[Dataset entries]
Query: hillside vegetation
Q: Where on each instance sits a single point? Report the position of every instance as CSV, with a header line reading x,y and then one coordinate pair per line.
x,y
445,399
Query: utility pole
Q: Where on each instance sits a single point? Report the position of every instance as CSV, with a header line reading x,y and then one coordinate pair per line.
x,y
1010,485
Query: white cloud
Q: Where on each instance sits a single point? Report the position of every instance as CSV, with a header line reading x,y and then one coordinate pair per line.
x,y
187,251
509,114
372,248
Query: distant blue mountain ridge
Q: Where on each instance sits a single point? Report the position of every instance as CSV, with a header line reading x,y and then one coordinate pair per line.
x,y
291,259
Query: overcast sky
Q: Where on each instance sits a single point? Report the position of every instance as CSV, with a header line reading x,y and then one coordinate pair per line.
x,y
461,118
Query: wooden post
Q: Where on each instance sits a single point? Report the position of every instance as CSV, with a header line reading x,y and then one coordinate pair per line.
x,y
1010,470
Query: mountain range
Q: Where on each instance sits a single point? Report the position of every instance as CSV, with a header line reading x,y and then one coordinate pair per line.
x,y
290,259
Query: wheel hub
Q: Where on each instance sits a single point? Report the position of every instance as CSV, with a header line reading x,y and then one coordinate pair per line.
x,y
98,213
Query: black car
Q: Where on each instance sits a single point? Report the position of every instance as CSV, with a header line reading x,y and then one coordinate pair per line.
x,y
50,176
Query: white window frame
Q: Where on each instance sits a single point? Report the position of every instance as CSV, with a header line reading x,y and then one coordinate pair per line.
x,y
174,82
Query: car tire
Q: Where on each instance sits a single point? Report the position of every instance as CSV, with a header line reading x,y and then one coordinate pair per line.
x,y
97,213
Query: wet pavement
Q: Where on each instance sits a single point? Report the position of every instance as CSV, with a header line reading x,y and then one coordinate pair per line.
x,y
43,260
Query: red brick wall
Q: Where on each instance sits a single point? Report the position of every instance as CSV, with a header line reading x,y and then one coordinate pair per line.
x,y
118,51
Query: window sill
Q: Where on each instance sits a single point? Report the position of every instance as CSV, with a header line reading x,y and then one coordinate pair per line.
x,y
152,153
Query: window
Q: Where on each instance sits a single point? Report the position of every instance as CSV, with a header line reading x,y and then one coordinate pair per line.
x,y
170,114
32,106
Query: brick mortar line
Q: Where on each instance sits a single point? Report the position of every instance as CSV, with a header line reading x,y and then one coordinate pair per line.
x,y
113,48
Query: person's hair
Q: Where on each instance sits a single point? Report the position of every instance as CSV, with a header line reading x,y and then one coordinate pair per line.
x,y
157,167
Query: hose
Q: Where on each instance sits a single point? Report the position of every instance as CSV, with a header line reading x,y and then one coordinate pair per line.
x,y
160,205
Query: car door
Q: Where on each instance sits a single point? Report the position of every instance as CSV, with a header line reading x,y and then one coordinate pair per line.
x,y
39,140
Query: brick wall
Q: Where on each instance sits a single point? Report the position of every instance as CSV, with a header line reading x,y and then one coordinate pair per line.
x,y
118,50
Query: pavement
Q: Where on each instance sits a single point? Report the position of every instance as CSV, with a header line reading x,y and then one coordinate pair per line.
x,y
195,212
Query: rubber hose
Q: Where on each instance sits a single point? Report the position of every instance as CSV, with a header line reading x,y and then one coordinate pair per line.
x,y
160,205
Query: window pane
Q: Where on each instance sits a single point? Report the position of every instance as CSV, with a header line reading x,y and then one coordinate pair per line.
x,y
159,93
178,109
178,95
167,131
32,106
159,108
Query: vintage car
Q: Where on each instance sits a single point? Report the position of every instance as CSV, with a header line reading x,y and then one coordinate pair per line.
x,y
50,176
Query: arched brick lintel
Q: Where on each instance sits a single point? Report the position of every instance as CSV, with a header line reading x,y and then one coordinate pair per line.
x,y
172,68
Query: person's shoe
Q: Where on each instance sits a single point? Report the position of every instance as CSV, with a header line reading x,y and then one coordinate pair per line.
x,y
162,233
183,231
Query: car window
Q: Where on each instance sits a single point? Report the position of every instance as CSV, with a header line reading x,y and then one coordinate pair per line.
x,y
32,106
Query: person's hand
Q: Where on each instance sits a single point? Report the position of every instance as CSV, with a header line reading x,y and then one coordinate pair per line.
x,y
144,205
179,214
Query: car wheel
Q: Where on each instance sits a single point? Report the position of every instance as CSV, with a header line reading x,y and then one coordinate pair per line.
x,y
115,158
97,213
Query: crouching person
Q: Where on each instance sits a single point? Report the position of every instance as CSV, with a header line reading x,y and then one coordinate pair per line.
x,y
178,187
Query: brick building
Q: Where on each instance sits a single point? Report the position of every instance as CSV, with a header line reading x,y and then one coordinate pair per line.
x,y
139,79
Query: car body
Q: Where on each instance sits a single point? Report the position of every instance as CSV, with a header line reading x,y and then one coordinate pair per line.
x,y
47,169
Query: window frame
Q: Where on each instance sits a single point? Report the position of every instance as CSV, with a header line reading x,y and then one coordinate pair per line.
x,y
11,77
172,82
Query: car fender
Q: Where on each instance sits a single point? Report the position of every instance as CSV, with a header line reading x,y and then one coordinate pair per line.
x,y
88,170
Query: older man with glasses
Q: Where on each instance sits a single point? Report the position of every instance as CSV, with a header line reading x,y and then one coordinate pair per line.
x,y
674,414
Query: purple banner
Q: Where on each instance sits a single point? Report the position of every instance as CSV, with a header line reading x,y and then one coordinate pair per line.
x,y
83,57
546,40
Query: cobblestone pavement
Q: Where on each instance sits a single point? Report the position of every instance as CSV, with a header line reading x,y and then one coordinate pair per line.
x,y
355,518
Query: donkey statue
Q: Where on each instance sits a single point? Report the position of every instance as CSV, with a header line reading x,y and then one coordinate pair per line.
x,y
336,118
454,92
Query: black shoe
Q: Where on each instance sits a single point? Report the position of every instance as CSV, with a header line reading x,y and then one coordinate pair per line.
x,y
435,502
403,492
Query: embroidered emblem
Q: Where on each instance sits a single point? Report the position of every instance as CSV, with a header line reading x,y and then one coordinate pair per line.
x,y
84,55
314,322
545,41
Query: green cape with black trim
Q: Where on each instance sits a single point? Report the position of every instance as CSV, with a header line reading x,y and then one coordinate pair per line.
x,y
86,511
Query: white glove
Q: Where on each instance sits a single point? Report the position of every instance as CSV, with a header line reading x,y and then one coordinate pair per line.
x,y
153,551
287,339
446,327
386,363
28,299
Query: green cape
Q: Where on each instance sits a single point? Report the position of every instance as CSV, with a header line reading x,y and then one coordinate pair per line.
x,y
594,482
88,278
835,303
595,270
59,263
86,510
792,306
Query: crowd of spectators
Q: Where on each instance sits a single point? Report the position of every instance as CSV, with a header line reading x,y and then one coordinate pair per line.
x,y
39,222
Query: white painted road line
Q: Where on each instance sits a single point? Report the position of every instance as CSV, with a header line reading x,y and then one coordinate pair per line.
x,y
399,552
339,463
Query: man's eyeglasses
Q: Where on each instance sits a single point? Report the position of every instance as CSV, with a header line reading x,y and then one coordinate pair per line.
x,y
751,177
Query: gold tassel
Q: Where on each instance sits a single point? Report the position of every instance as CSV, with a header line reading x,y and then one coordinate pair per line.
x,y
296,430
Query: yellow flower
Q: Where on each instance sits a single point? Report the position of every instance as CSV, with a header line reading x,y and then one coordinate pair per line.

==

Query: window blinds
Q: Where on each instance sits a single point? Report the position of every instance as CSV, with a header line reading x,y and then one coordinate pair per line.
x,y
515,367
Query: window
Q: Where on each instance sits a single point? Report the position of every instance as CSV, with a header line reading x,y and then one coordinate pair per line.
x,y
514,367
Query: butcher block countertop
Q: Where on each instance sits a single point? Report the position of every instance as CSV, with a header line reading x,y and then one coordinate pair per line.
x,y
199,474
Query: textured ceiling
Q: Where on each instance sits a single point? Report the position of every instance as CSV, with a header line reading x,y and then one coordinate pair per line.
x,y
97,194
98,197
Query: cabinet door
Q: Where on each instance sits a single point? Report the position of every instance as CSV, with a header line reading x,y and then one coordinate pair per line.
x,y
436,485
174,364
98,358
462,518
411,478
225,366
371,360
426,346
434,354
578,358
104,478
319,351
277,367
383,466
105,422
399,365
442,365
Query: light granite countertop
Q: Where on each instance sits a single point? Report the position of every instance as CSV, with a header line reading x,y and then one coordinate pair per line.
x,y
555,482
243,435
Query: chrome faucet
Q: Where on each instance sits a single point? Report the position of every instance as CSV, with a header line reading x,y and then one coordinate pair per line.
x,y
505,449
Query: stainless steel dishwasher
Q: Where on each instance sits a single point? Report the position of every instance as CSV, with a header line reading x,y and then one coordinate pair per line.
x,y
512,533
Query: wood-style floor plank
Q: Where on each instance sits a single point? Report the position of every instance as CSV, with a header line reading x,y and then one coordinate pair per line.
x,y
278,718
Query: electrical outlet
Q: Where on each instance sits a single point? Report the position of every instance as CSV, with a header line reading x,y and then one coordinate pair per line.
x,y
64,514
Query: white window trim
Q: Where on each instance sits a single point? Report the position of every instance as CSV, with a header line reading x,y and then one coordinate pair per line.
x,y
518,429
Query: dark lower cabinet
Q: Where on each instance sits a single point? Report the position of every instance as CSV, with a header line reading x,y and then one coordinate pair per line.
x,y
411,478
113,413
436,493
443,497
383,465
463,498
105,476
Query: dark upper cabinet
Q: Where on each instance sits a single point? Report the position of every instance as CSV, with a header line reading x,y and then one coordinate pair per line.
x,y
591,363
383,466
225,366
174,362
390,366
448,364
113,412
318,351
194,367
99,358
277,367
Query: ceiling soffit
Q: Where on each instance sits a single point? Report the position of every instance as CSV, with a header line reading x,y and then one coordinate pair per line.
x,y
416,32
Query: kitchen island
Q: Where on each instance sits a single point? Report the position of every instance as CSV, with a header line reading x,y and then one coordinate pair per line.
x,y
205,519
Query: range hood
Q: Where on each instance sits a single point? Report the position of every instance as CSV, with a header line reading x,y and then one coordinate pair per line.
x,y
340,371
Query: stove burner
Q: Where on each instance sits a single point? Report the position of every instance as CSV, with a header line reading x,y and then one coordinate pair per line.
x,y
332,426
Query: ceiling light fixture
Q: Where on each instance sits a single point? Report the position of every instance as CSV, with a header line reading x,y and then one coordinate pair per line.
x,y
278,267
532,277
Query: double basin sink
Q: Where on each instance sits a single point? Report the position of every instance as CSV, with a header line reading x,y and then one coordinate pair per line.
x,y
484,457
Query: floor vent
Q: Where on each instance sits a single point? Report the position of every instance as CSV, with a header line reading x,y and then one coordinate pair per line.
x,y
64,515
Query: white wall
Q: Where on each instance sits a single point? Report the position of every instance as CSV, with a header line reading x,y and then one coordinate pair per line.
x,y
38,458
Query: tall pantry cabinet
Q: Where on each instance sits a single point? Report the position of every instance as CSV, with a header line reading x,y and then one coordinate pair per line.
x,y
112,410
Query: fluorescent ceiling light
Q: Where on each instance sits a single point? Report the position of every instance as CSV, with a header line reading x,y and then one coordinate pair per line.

:: What you will do ::
Pull out every line in the items above that contains the word "white", and list them in their original order.

:: Solution for this task ::
Query: white cloud
Query: white window frame
Query: white glove
Query: white painted road line
Query: white window trim
Query: white wall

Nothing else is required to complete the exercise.